• WRITTEN INSTRUCTION A
Revise the post on email marketing between "October 18, 2016" and "of texting and emojis.", inclusive, changing "smartphones" to "mobile phones".

October 18, 2016

Ok, another post on the power of email marketing. I am not talking about hounding your customers with tons of emails. I am talking about having a planned, well-executed program that only sends information to your customers THEY WANT. With that said, more and more people are viewing emails on smartphones. This requires a change in the look, tone and style of your promotional emails.

As reported by MediaPost, a new study by Adobe Digital Insights (ADI) shows that email usage is up, driven primarily by consumers’ shift to mobile. The survey found that smartphones have overtaken computers for checking email. Also, email is less formal in a world of texting and emojis.

The Adobe Email Study surveyed over 1,000 white-collar Americans finding that “time spent with email is up 17% year over year. Millennials, consumers ages 18 to 34, spend the most time with email of any age group and 90% rely primarily on their smartphones to do so. Almost 50% of Millennials admitted to checking their email while still in bed in the morning.”

Workers now spend an average of 7.4 hours per weekday on email. Just over four hours are spent checking work-related email and 3.3 hours checking personal email, indicating an ‘always-on’ email culture. Here’s some more stats:

  • 30% of respondents said they see a trend toward emails getting shorter
  • 72% said they have used an emoji in a personal email
  • 69% said that texting has had at least some impact on how they communicate via email

When do they check email?

  • 69% while watching TV or a movie
  • 53% on vacation
  • 45% in the bathroom
  • 44% while on the phone
  • 17% admitted checking while driving

Bottom-line: again, email must be a part of your marketing effort. If you need help with your email program, contact me (Mark@dennettgroup.com). Our monthly programs begin at just $100 a month.

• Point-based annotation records
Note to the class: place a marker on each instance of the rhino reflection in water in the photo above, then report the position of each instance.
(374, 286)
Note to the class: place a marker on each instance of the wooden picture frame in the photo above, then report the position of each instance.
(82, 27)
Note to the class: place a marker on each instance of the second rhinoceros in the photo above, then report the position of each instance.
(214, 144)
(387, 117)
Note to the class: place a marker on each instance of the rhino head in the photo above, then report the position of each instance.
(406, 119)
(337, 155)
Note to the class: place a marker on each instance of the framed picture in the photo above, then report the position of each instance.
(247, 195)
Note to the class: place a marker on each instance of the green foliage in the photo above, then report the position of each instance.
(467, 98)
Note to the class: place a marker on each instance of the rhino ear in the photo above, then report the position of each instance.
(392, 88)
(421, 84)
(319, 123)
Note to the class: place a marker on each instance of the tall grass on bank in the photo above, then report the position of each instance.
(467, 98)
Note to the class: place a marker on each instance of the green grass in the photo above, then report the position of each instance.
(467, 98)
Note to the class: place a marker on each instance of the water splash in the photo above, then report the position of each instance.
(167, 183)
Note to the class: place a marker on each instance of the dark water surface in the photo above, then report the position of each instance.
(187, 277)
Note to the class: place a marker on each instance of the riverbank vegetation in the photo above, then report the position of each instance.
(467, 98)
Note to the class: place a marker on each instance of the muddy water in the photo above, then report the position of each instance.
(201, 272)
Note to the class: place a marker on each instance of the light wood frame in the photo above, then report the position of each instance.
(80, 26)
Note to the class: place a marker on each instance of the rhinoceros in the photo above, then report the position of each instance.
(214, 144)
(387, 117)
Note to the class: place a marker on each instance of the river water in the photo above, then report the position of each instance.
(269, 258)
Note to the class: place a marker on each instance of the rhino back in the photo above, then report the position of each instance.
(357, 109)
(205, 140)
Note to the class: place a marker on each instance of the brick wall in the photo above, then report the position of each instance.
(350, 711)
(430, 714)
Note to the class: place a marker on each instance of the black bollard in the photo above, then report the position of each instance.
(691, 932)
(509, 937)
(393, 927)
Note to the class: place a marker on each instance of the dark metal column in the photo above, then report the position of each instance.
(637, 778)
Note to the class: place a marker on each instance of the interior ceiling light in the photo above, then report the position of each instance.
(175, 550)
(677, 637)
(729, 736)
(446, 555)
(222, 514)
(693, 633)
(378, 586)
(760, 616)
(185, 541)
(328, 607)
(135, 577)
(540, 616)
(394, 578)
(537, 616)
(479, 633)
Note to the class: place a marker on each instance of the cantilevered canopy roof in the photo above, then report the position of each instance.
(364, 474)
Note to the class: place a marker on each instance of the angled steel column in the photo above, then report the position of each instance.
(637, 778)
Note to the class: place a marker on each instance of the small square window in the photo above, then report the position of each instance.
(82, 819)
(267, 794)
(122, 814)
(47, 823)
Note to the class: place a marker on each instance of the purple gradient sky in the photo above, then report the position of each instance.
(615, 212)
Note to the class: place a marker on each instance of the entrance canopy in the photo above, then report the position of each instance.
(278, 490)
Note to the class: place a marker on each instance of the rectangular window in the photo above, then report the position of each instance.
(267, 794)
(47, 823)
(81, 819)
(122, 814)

• WRITTEN INSTRUCTION B
Count the lines in the records that contain the string "green", and reply with the number alone.

• TASK OUTPUT A
October 18, 2016

Ok, another post on the power of email marketing. I am not talking about hounding your customers with tons of emails. I am talking about having a planned, well-executed program that only sends information to your customers THEY WANT. With that said, more and more people are viewing emails on mobile phones. This requires a change in the look, tone and style of your promotional emails.

As reported by MediaPost, a new study by Adobe Digital Insights (ADI) shows that email usage is up, driven primarily by consumers’ shift to mobile. The survey found that mobile phones have overtaken computers for checking email. Also, email is less formal in a world of texting and emojis.

• TASK OUTPUT B
2